## Data listing

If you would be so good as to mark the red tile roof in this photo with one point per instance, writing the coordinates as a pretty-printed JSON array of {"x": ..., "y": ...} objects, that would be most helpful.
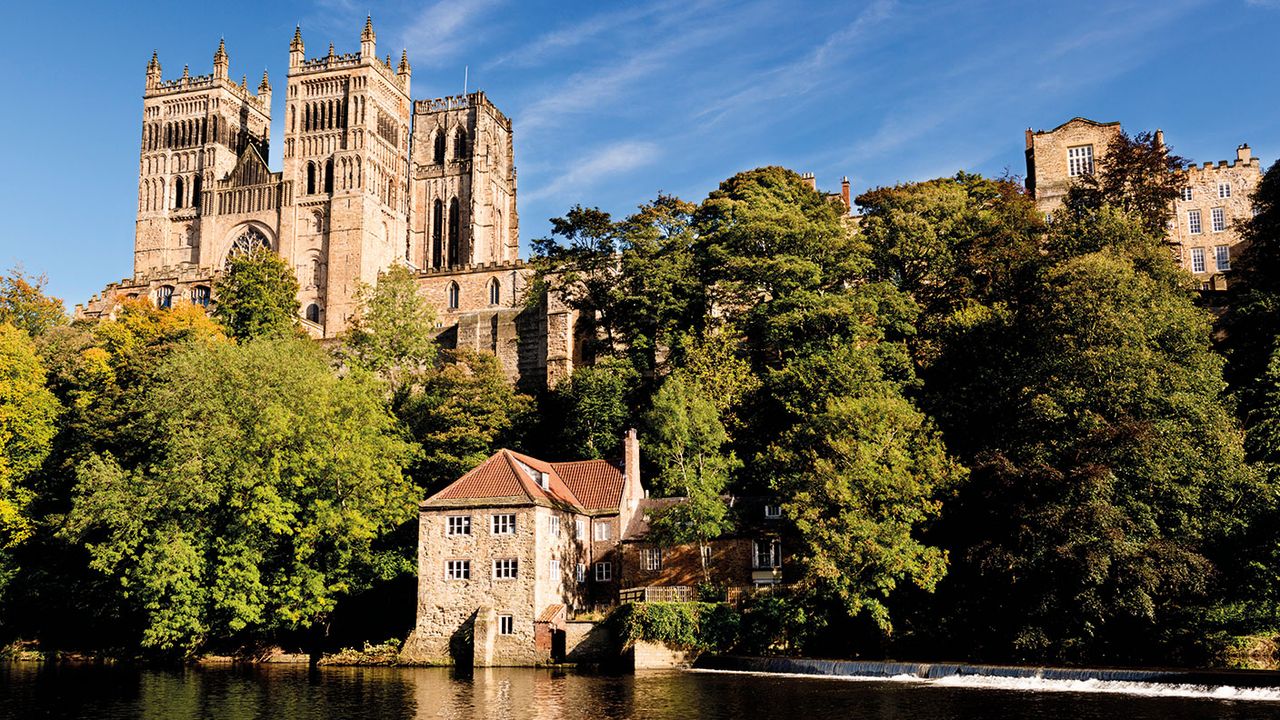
[
  {"x": 598, "y": 483},
  {"x": 589, "y": 484}
]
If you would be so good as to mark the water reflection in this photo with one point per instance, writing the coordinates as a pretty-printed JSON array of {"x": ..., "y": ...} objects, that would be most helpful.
[{"x": 330, "y": 693}]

## Description of the task
Duplicate every row above line for line, leaving out the pictures.

## Answer to this problem
If you would be so good as to mark the red tile roof in this photo with one point per instance, writing the coordinates as a pretty-printed JSON array of {"x": ..., "y": ...} objects, that would be most helpful.
[
  {"x": 598, "y": 483},
  {"x": 589, "y": 484}
]
If you would be so good as to mark the water reflection in this photo with one point per instance, writing the coordinates as a pretty-printed JSON array of {"x": ..., "y": ...} objects, that would be most helpful.
[{"x": 330, "y": 693}]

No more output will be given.